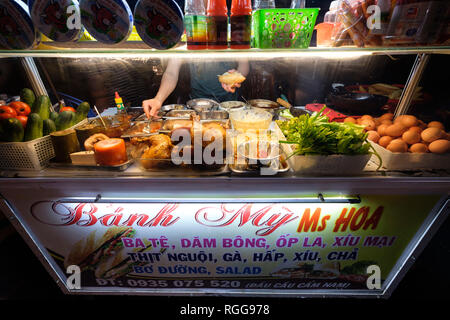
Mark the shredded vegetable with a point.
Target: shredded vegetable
(315, 135)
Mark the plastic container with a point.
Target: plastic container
(56, 19)
(284, 28)
(108, 21)
(241, 24)
(195, 24)
(264, 4)
(217, 24)
(250, 119)
(416, 22)
(29, 155)
(17, 31)
(159, 23)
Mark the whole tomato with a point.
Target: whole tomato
(7, 112)
(23, 120)
(21, 108)
(67, 109)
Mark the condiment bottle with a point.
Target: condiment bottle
(195, 24)
(241, 24)
(119, 103)
(217, 21)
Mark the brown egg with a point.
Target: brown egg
(439, 146)
(387, 116)
(436, 124)
(407, 120)
(372, 135)
(397, 145)
(418, 148)
(422, 125)
(431, 134)
(395, 130)
(368, 124)
(385, 121)
(384, 141)
(382, 129)
(350, 119)
(416, 129)
(411, 137)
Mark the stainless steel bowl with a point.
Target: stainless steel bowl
(202, 104)
(214, 115)
(170, 107)
(232, 105)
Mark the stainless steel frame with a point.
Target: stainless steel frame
(106, 190)
(411, 84)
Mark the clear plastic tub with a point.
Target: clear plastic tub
(250, 119)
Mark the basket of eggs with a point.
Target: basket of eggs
(406, 142)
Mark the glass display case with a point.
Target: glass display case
(324, 173)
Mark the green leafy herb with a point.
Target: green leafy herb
(315, 135)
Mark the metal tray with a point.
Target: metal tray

▶ _YOUR INSTRUCTIONS_
Rewrite all the records above as a Markdown table with two columns, Number and Text, with one line per row and blank lines skipped. Leave the pictures out.

▶ _THE OUTPUT_
| Number | Text |
|---|---|
| 1 | Mark the shredded vegetable with a point. |
| 2 | Target: shredded vegetable |
| 3 | (315, 135) |
| 4 | Mark the plastic container with a point. |
| 5 | Target: plastic container |
| 6 | (56, 19) |
| 7 | (284, 28) |
| 8 | (108, 21) |
| 9 | (241, 24) |
| 10 | (195, 24) |
| 11 | (264, 4) |
| 12 | (217, 24) |
| 13 | (250, 119) |
| 14 | (416, 22) |
| 15 | (29, 155) |
| 16 | (17, 31) |
| 17 | (159, 23) |
| 18 | Mark the whole tomato with a point. |
| 19 | Target: whole tomato |
| 20 | (7, 112) |
| 21 | (23, 120) |
| 22 | (21, 108) |
| 23 | (67, 109) |
| 24 | Mark the condiment bottle with a point. |
| 25 | Target: condiment bottle |
| 26 | (195, 24) |
| 27 | (241, 24) |
| 28 | (119, 103) |
| 29 | (217, 21) |
| 30 | Mark the brown egg with a point. |
| 31 | Target: brown egg |
| 32 | (439, 146) |
| 33 | (387, 116) |
| 34 | (436, 124) |
| 35 | (407, 120) |
| 36 | (372, 135) |
| 37 | (397, 145) |
| 38 | (418, 148) |
| 39 | (422, 125) |
| 40 | (431, 134) |
| 41 | (395, 130) |
| 42 | (368, 124) |
| 43 | (385, 121) |
| 44 | (384, 141) |
| 45 | (382, 129) |
| 46 | (350, 119) |
| 47 | (416, 129) |
| 48 | (411, 137) |
| 49 | Mark the stainless steel bowl with a point. |
| 50 | Target: stainless steel bowl |
| 51 | (202, 104) |
| 52 | (214, 115) |
| 53 | (170, 107) |
| 54 | (232, 105) |
| 55 | Mark the stainless steel frame with a point. |
| 56 | Target: stainless steel frame |
| 57 | (106, 190) |
| 58 | (411, 84) |
| 59 | Mark the clear plastic tub with a point. |
| 60 | Target: clear plastic tub |
| 61 | (250, 119) |
| 62 | Mark the basket of eggs with a point. |
| 63 | Target: basket of eggs |
| 64 | (406, 142) |
| 65 | Mark the glass display case with a point. |
| 66 | Target: glass display case |
| 67 | (324, 173) |
| 68 | Mark the green leafy herb with a point. |
| 69 | Target: green leafy herb |
| 70 | (315, 135) |
| 71 | Mark the metal tray with a point. |
| 72 | Target: metal tray |